## Problem to work on
Could you update the records below by replacing "man's hand" with "human hand", keeping everything else unchanged and leaving the pictures out?

## Data lines
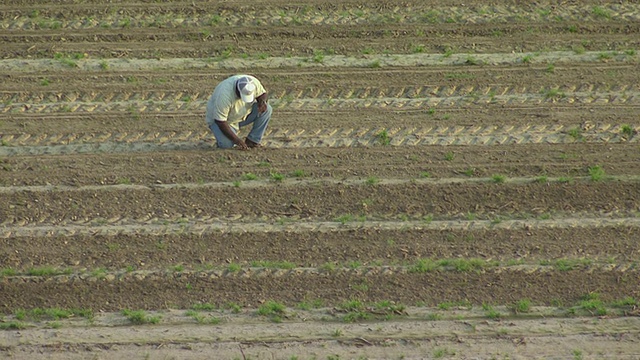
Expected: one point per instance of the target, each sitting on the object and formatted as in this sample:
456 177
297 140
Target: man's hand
228 132
241 145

## Reply to the exercise
Expected: one point per instance of the target, each sitting on the object and formatted as in this sample:
456 177
297 140
Target: human hand
228 132
241 145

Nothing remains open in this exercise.